* [To be done]:
Copy out each of the items below word for word, leaving out the pictures.

* [Data excerpts]:

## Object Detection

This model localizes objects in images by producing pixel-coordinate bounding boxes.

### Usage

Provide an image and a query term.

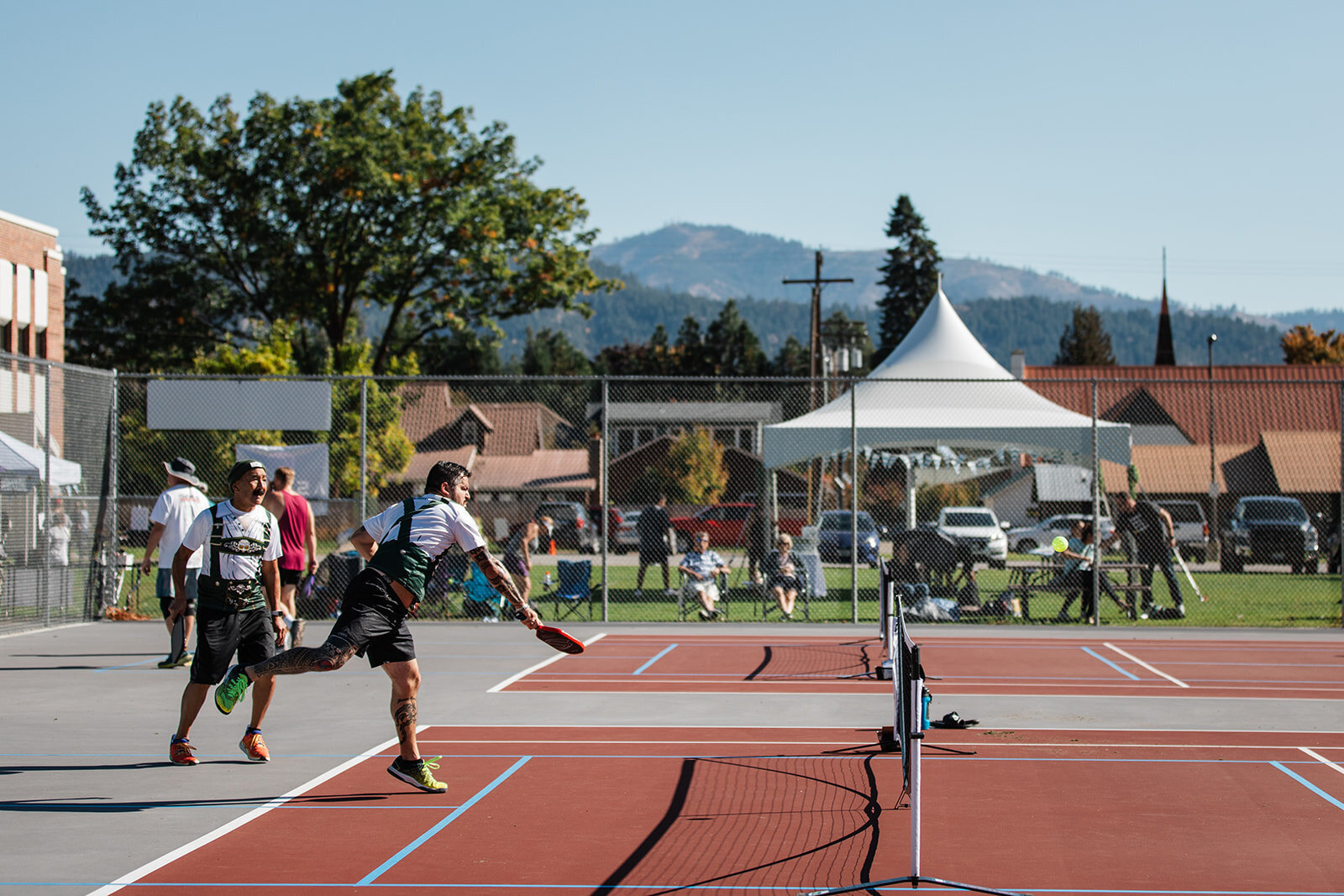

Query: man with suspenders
[168,461,286,766]
[215,461,540,794]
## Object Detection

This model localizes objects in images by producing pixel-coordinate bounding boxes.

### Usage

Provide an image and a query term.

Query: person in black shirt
[634,495,676,594]
[1106,495,1185,619]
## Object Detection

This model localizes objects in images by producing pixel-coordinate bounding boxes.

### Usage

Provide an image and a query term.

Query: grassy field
[113,545,1340,629]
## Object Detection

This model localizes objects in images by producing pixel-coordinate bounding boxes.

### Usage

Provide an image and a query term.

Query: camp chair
[462,564,504,622]
[549,560,593,619]
[676,569,730,622]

* [Exercise result]:
## Object Detection

This model localizes objects in images by producing pixel-coordinate bounding boxes.

### Usage

Provide an image and a query term.


Query: man with suspenders
[168,461,286,766]
[215,461,540,794]
## Object Detection

This model localizes objects in images by producing pixel-coordinate bounding boxes.

### Usage

Provide an image and a query term.

Query: person in black shirt
[634,495,676,594]
[1106,495,1185,619]
## Object Detection

This model localizes objects in images by producing pixel-coordinate bounding boxes.

### Usage

Provide an image and a query term.

Query: grassy field
[113,545,1340,629]
## Object Detection

This model localizes objects in images by producing pixel-coordinate bounding boxes.

### Usage

Provide an image and a query term.

Query: camp chair
[462,564,504,622]
[549,560,593,619]
[676,569,730,622]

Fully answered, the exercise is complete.